• **Texte affiché**
════════
Un mauvais recrutement peut coûter cher à l’entreprise.

Les nouveaux algorithmes propulsés par le big data permettent aujourd’hui de réduire les risques en prédisant le succès ou l’échec d’une embauche. Technologie d’avenir, certainement, mais la décision humaine reste irremplaçable.

S’il existe bien un secteur en permanente révolution, c’est bien celui du recrutement.

Après avoir absorbé l’arrivée des job boards dans les premières années d’Internet et ayant à peine terminé d’intégrer les réseaux sociaux comme ingrédient essentiel du processus, le métier de recruteur vit actuellement son troisième bouleversement majeur avec le recrutement assisté par les algorithmes.

Tout comme les secteurs financiers ou marketing avant lui, celui du recrutement et des RH voit arriver des solutions qui puisent dans de grandes quantités de données, que les individus actifs donnent volontairement ou non, afin de déterminer des listes de profils idéaux sur la base de critères de sélection adaptés aux besoins de l’entreprise.

Autrement dit, le big data et les algorithmes sont utilisés pour prédire la probabilité de succès ou d’échec d’un candidat potentiel, en comparant son profil à celui de milliers d’autres salariés occupant un poste similaire.

La science-fiction d’hier est devenue la rationalisation d’aujourd’hui, et l’on comprend bien l’intérêt de l’entreprise à recourir à ce type d’outils d’intelligence artificielle et de services de matching toujours plus sophistiqués pour éviter les erreurs de castings et augmenter le taux de réussite d’un recrutement.

Ces technologies d’avenir prennent de l’ampleur et leurs concepteurs espèrent bien parvenir à disrupter un secteur déjà très hétérogène.

Comme toutes évolutions à marche forcée, les recruteurs de tous ordres, qu’ils soient DRH, responsables de services, patrons de PME ou chasseurs de têtes, ont tout intérêt à suivre de près cette tendance, à l’accepter et à s’y adapter, mais aussi à conserver un regard critique sur les limites de ces nouveaux outils.

Gagner du temps et élargir le champ des possibles

Le marché des ressources humaines est en pleine explosion avec des centaines de nouvelles start-up proposant des technologies misant sur la donnée, nous promettant des recrutements toujours plus pertinents, rapides et ciblés.
════════
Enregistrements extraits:
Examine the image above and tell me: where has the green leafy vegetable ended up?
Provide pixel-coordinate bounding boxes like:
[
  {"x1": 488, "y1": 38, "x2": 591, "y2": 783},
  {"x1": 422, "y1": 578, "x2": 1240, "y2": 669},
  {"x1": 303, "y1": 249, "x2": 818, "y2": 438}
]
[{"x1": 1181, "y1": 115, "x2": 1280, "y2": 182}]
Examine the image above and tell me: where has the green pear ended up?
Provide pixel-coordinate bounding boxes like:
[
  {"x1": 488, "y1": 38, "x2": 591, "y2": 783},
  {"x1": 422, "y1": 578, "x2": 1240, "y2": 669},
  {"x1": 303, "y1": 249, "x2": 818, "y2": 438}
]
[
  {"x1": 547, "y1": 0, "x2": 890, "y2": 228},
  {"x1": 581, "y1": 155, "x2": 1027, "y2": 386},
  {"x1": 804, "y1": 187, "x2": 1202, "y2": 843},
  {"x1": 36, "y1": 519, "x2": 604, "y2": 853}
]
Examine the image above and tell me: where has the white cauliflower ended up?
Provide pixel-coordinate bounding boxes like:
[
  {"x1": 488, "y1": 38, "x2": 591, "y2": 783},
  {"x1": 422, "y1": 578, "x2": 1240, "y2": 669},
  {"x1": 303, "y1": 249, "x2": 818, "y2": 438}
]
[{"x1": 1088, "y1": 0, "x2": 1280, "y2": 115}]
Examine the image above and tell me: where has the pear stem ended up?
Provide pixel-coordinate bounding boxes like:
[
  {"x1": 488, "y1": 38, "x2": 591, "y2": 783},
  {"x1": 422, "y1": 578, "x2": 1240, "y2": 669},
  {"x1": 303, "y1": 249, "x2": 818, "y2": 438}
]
════════
• **Travail demandé**
Recopiez le passage du texte sur le recrutement assisté par les algorithmes compris entre « Ces technologies d’avenir » et « rapides et ciblés. », ces deux bornes incluses.

• **Réponse attendue**
Ces technologies d’avenir prennent de l’ampleur et leurs concepteurs espèrent bien parvenir à disrupter un secteur déjà très hétérogène.

Comme toutes évolutions à marche forcée, les recruteurs de tous ordres, qu’ils soient DRH, responsables de services, patrons de PME ou chasseurs de têtes, ont tout intérêt à suivre de près cette tendance, à l’accepter et à s’y adapter, mais aussi à conserver un regard critique sur les limites de ces nouveaux outils.

Gagner du temps et élargir le champ des possibles

Le marché des ressources humaines est en pleine explosion avec des centaines de nouvelles start-up proposant des technologies misant sur la donnée, nous promettant des recrutements toujours plus pertinents, rapides et ciblés.